- What you should do -
Write out exactly the lines of the entries below from the one holding "Every instance of the dark" to the one holding "Target: carved stone cornice", inclusive, and leave out all other lines.

[[ Data extracts, beginning ]]

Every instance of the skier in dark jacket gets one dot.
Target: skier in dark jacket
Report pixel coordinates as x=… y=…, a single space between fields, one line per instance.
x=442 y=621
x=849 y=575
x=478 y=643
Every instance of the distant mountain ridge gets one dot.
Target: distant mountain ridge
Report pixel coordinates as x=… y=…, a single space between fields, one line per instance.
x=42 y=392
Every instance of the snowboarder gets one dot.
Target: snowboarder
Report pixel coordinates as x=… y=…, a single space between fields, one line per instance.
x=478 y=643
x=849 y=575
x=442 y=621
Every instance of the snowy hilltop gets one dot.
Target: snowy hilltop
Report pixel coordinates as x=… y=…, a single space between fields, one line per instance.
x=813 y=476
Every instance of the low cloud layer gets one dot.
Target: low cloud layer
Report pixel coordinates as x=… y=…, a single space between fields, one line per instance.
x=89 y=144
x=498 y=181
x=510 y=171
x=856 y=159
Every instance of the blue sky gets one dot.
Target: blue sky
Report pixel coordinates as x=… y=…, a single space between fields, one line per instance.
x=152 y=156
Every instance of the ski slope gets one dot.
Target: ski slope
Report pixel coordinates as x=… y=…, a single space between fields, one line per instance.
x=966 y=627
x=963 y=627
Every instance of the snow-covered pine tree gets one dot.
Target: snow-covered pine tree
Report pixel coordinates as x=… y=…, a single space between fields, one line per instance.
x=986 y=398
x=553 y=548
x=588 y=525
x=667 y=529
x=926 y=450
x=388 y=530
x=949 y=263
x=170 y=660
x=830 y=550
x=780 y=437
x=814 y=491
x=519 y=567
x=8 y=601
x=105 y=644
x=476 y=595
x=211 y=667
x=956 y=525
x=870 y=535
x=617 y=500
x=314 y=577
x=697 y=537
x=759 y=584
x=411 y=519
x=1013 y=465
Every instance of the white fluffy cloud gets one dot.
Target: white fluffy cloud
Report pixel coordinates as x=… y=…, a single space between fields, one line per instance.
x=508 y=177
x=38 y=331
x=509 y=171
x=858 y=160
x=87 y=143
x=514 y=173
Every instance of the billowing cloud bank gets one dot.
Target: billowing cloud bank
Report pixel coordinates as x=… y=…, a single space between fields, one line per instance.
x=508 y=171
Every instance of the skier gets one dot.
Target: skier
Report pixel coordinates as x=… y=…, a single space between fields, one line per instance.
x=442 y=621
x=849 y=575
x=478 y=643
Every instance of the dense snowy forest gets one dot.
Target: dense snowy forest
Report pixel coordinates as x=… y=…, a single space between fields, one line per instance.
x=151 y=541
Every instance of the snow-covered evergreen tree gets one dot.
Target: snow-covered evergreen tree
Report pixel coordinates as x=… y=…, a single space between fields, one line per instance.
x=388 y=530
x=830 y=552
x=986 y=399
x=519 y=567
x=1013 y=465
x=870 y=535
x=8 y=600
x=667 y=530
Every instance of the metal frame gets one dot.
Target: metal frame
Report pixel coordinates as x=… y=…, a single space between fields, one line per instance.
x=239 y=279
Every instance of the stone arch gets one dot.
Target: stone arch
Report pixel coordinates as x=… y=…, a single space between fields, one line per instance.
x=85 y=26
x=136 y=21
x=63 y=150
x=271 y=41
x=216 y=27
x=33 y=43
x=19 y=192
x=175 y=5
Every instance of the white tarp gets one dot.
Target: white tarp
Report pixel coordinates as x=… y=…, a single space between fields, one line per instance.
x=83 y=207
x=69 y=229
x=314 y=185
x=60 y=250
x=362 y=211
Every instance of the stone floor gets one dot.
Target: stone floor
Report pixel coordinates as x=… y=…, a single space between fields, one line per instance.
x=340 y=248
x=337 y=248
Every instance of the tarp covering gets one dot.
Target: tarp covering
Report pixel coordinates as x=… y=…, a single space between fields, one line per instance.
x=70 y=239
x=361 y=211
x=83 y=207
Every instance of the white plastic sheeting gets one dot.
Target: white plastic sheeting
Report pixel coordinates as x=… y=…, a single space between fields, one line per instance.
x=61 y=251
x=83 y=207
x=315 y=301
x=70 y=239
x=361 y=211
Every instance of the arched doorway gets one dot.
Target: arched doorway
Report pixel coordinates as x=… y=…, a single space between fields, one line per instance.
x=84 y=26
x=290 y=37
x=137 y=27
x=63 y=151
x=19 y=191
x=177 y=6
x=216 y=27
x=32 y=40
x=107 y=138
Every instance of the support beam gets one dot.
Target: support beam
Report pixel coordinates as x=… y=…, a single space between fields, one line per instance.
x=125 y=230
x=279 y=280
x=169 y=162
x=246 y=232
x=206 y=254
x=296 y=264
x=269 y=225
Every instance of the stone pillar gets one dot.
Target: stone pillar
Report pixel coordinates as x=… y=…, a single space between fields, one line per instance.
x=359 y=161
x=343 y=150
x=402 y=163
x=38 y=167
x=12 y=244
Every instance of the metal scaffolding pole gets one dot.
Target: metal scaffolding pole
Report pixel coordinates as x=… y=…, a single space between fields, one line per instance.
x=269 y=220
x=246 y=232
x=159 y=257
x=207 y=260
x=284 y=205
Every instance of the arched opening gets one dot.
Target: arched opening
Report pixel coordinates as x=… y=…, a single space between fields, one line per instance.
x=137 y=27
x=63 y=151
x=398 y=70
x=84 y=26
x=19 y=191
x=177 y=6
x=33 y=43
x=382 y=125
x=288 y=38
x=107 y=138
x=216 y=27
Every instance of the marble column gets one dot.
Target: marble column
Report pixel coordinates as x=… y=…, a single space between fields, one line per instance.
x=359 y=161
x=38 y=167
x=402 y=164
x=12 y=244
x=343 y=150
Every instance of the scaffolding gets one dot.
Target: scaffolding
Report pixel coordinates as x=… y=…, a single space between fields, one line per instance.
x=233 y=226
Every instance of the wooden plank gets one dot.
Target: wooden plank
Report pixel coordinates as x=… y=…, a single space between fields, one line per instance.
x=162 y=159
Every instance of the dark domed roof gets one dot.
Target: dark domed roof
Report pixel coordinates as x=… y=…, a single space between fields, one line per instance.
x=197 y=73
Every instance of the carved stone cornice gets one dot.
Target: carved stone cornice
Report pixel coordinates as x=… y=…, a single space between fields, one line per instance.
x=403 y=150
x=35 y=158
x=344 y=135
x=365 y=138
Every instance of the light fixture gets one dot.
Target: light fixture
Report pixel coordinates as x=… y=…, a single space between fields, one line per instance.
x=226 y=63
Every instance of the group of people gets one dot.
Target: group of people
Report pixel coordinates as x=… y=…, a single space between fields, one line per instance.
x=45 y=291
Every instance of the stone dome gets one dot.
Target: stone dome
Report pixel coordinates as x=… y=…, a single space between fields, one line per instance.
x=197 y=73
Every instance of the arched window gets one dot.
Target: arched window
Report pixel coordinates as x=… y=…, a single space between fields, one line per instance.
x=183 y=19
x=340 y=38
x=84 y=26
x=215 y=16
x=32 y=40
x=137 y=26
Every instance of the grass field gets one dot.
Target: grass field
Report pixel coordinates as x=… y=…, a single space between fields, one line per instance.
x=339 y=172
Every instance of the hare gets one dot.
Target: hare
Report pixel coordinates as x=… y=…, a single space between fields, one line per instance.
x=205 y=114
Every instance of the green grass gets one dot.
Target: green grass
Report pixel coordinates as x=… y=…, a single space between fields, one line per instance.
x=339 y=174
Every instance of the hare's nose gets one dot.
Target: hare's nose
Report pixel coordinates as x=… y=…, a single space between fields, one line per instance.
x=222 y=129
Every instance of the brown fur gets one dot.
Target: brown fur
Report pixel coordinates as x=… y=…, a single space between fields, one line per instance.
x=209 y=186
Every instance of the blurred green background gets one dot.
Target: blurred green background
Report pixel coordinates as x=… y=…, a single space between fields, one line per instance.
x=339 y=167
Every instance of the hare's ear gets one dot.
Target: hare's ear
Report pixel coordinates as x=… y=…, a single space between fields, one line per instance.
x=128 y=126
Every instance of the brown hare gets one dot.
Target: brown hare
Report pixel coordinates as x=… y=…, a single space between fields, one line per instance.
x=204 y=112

[[ Data extracts, end ]]

- Exercise answer -
Every instance of the dark domed roof gets one dot.
Target: dark domed roof
Report pixel coordinates as x=… y=…, a single space between fields, one line per instance.
x=197 y=73
Every instance of the carved stone cornice gets one dot.
Target: carved stone cornice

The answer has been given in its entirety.